(Records from a dataset)
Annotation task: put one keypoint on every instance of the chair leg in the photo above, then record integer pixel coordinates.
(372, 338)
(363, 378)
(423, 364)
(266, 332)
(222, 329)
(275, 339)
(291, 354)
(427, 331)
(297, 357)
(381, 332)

_Short exercise_
Rewrite the material above, substituting "table leg" for "chair leg" and leaving every other character as it is.

_Complete answer_
Annotation task: put one keypoint on every instance of the table leg in the photo above, then record integer pixel coordinates.
(372, 338)
(363, 378)
(423, 364)
(266, 332)
(222, 329)
(275, 339)
(291, 354)
(427, 331)
(297, 357)
(381, 332)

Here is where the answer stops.